[LIST OF TASKS]:
a: Rewrite the paragraph of the mouse guard thread that begins "I use 1/2 hardware cloth" as a brief list of steps that keeps its main facts.
b: From the mouse guard thread, return the text starting with "## Walt B (Jul" and going on through "(Dec 17, 2007)", copied word for word.

# mouse guards



## jdpro5010 (Mar 22, 2007)

1/2" hardware cloth cut to width of hive and 7 squares deep. Bend into a v shape at the fourth row of squares. Then slide into the hive entrance.


----------



## MAXANT (Sep 13, 2008)

Why not just spend the $4.75 and buy a ss one from us?


----------



## eqnox (Nov 10, 2009)

An super easy homemade one.

http://www.bluelineapiary.com/2010/10/simple-mouse-guard/


----------



## Walt B (Jul 14, 2009)

I have heard of people using the metal drywall edging, cut to size and enlarging some of the holes to 3/8".

Walt


----------



## danno (Dec 17, 2007)

I use 1/2 hardware cloth 4" X 16 and fold in half so the holes dont line up. This will give you holes about 1/4 to 3/8high X 1/2 wide. I staple this to a pc of 3/4 X 16" long wood and just screw them into the hive body


----------



## Skybolt (Jul 6, 2009)

Location identification items:
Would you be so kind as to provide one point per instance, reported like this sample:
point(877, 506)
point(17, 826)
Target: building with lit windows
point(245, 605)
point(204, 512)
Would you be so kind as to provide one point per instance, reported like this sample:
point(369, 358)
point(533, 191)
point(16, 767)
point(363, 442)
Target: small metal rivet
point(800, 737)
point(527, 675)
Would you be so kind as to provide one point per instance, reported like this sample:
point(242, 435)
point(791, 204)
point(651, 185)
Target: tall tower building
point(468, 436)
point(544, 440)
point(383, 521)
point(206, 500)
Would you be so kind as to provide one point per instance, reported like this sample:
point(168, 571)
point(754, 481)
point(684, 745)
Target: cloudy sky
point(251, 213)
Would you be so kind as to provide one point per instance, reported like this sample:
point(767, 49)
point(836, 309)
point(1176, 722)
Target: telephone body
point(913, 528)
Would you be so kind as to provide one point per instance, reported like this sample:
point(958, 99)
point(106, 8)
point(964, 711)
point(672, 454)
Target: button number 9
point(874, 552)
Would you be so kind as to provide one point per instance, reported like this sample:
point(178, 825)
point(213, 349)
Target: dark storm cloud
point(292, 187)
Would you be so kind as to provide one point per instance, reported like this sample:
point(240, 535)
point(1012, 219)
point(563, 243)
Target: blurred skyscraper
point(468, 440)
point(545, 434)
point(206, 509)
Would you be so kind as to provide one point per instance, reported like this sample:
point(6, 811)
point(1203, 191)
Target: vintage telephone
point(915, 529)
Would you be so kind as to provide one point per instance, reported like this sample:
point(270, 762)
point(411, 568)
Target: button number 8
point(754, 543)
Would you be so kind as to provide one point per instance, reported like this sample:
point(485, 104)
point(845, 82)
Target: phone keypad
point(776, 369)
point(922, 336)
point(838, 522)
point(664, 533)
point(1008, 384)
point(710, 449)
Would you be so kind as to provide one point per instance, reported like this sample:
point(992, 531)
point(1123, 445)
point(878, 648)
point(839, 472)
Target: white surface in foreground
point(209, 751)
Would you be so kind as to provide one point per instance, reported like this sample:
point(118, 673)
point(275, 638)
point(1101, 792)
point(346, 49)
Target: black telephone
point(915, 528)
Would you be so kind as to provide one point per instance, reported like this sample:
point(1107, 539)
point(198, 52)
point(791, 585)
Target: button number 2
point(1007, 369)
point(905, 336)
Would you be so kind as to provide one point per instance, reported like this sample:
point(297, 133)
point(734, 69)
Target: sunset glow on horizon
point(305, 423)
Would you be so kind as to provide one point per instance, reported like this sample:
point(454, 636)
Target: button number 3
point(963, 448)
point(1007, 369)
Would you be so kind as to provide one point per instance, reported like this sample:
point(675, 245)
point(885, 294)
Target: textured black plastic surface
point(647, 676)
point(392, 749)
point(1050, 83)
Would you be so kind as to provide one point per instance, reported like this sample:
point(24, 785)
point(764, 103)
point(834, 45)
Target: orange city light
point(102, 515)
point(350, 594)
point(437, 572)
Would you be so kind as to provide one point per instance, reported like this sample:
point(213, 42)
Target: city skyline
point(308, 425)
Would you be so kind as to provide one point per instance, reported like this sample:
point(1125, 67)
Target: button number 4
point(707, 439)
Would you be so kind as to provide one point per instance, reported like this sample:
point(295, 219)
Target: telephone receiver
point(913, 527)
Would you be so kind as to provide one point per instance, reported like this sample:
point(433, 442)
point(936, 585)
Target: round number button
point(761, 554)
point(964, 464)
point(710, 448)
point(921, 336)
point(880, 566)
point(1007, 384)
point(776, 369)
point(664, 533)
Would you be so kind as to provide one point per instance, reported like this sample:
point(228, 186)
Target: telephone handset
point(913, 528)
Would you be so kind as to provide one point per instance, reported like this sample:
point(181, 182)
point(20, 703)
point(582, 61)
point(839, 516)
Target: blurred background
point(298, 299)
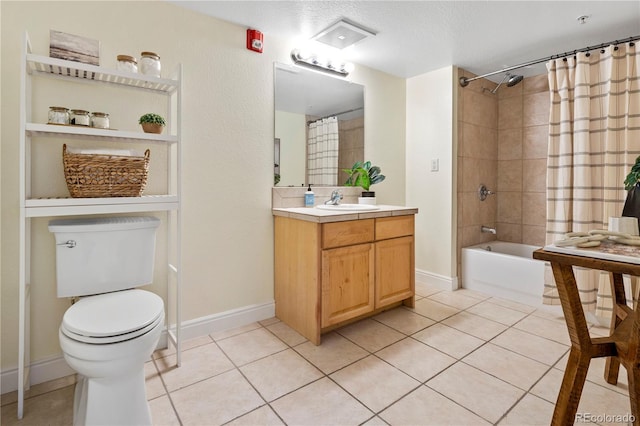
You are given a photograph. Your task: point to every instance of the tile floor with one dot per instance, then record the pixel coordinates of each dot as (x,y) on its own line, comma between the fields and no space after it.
(459,358)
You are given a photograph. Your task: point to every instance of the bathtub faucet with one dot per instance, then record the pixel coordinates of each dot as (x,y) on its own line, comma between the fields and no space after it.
(487,229)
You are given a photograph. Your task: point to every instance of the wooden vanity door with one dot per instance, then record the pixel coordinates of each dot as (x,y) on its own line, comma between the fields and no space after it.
(394,270)
(347,283)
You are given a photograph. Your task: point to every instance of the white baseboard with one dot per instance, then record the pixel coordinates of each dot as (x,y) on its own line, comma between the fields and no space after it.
(227,320)
(56,367)
(441,281)
(41,371)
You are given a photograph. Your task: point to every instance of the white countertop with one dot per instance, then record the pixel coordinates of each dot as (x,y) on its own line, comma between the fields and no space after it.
(312,214)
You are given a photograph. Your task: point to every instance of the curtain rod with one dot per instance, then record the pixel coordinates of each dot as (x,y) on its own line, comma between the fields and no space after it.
(338,113)
(465,81)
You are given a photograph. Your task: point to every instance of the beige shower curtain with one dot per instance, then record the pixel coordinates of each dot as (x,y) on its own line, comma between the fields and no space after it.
(594,139)
(322,152)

[ANSWERS FOR THE EXERCISE]:
a:
- Take 1/2 hardware cloth 4" x 16.
- Fold it in half so the holes don't line up, which gives openings about 1/4 to 3/8 high by 1/2 wide.
- Staple it to a piece of 3/4 x 16" long wood.
- Screw it into the hive body.

b:
## Walt B (Jul 14, 2009)

I have heard of people using the metal drywall edging, cut to size and enlarging some of the holes to 3/8".

Walt


----------



## danno (Dec 17, 2007)